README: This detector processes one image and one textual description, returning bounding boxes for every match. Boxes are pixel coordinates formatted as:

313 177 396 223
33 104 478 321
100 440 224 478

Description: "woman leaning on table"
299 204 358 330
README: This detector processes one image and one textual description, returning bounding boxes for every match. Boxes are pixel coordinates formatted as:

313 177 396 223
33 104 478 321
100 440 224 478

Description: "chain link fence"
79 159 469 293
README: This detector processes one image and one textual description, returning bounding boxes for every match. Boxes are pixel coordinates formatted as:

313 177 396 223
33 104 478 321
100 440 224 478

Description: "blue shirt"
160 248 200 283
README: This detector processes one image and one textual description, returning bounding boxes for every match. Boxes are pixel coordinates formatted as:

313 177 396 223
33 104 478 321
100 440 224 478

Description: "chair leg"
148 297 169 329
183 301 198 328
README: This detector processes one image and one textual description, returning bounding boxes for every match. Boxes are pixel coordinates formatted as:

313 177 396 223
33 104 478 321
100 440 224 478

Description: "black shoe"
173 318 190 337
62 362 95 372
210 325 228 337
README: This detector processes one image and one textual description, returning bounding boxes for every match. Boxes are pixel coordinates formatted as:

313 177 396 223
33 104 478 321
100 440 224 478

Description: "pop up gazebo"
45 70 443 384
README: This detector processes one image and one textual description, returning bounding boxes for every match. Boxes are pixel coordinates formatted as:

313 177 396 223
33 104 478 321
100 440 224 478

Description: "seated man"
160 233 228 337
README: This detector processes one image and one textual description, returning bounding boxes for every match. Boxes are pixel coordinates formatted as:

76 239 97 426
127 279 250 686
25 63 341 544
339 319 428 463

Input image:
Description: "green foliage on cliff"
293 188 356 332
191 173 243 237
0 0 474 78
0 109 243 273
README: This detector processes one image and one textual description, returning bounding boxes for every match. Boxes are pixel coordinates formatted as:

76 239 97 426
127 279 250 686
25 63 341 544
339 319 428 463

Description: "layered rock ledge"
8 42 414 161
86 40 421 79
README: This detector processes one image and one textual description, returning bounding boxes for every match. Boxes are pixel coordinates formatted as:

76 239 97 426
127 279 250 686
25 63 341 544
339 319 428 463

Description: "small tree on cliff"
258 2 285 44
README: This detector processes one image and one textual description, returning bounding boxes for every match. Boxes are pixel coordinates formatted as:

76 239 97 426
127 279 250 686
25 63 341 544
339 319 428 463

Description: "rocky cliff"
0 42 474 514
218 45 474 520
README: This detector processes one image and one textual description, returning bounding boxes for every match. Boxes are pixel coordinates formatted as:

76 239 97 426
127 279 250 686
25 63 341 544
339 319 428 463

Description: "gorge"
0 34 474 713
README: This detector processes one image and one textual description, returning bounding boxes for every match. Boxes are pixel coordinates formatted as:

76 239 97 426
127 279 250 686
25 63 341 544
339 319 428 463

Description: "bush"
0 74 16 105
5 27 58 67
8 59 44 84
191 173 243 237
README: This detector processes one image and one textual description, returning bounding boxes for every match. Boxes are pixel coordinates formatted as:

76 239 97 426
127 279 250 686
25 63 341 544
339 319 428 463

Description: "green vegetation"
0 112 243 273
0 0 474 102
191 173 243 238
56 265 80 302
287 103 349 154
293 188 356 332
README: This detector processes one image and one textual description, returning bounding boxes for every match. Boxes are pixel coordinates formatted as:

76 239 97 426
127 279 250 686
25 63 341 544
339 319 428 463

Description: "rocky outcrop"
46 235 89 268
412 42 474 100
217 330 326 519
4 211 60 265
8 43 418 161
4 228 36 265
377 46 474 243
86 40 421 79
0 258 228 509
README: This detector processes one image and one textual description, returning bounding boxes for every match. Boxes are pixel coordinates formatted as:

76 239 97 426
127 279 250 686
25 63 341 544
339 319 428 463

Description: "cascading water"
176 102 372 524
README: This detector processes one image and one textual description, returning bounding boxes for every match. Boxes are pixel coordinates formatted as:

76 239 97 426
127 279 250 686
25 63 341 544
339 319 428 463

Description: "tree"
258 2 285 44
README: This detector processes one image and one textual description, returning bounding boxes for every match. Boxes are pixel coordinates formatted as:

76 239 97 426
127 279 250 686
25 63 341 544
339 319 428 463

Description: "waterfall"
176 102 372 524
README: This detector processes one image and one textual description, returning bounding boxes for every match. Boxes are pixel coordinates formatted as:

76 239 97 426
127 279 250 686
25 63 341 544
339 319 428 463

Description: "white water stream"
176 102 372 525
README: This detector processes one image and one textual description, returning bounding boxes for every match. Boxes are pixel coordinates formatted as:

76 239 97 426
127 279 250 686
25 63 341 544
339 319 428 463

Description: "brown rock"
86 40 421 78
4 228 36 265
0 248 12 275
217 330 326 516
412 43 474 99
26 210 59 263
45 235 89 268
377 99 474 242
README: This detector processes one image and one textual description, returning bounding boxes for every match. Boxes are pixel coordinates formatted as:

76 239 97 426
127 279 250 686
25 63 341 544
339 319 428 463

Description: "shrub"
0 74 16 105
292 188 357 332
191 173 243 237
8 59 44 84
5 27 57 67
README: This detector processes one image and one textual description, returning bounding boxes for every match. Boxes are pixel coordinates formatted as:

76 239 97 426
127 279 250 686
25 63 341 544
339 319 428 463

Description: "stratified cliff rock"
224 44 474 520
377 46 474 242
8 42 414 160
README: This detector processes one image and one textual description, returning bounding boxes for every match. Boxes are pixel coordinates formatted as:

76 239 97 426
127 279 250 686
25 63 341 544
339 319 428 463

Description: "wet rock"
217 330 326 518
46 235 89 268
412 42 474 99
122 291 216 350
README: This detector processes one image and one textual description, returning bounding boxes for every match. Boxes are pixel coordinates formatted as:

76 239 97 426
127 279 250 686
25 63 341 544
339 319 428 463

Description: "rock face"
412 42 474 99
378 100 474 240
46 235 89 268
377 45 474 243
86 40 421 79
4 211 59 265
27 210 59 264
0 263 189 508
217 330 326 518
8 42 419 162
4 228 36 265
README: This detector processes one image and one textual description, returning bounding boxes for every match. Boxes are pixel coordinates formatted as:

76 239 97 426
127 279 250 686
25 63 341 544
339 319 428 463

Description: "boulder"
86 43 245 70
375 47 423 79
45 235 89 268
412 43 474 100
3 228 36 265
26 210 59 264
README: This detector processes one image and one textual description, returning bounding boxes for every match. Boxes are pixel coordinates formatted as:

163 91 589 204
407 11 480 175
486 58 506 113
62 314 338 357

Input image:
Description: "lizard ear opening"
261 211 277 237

☆ ☆ ☆

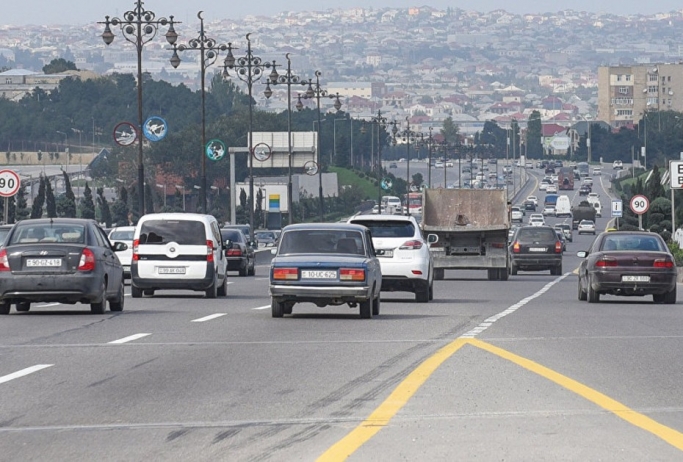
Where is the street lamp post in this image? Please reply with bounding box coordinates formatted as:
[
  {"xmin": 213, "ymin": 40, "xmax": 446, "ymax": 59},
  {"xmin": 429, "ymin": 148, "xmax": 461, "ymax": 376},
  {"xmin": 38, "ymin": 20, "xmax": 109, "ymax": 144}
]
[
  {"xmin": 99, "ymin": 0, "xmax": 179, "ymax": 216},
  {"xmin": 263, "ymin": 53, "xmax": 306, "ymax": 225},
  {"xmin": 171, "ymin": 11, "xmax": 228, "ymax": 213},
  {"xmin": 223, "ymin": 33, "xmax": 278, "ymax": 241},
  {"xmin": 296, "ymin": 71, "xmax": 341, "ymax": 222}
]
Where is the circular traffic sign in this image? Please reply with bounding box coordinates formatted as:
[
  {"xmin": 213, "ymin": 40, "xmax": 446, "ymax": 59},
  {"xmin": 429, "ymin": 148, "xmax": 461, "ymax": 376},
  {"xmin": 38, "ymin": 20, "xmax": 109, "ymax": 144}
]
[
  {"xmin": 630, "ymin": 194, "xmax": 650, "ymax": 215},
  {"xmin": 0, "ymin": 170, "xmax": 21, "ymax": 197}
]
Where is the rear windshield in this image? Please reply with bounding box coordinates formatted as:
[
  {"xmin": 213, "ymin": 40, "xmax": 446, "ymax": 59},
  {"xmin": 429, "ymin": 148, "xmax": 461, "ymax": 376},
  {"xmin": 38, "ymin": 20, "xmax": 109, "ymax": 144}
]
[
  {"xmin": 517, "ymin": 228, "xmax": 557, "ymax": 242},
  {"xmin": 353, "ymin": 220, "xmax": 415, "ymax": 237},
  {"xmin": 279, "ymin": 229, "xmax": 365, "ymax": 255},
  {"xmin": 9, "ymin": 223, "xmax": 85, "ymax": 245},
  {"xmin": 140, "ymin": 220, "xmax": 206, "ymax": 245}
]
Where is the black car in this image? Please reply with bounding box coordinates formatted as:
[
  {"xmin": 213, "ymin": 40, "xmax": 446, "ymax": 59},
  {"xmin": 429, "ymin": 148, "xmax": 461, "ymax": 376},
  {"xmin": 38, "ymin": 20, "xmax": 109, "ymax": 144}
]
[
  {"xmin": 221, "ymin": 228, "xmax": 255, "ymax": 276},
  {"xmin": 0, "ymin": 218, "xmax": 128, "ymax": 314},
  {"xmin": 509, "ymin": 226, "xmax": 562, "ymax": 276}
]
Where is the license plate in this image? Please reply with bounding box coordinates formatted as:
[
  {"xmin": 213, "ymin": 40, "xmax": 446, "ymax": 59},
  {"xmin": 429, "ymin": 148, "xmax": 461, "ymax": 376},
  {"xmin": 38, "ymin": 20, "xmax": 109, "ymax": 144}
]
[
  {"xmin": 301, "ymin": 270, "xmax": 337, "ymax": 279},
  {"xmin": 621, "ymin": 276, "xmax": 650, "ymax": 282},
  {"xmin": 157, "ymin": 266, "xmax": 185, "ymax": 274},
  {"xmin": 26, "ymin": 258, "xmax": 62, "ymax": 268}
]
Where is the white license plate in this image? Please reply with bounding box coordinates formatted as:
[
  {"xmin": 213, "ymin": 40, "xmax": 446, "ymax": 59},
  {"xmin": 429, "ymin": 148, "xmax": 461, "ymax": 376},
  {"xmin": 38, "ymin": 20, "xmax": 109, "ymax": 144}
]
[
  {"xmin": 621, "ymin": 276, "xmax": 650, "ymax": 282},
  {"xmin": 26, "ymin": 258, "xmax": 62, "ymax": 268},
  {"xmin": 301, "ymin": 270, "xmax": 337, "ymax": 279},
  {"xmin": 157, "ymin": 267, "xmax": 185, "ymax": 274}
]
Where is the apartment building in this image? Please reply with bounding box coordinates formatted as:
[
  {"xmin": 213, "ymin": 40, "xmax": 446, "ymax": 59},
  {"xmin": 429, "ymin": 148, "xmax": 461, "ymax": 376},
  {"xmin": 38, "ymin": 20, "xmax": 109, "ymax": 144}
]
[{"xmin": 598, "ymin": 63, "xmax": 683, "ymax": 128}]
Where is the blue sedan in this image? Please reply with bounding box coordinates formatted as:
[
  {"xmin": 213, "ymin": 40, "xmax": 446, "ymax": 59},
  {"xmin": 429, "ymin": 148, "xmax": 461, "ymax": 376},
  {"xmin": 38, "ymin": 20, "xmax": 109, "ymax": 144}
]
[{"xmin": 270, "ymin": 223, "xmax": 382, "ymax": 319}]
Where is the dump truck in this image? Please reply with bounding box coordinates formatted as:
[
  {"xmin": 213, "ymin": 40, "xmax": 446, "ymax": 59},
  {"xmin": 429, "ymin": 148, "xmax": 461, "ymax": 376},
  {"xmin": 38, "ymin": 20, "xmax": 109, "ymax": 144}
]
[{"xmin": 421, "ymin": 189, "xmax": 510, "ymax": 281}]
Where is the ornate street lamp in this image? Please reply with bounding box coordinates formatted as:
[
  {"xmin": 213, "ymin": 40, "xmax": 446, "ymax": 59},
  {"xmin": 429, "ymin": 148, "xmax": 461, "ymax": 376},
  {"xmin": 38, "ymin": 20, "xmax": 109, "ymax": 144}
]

☆ ☆ ☆

§ WHAT THE TASK REQUIRES:
Extract every line of the records above that contains the string "black", matching case exactly.

§ RESULT:
Description: "black shoe"
Where is the black car in this image? Please reply with bounding box coordinates formatted as:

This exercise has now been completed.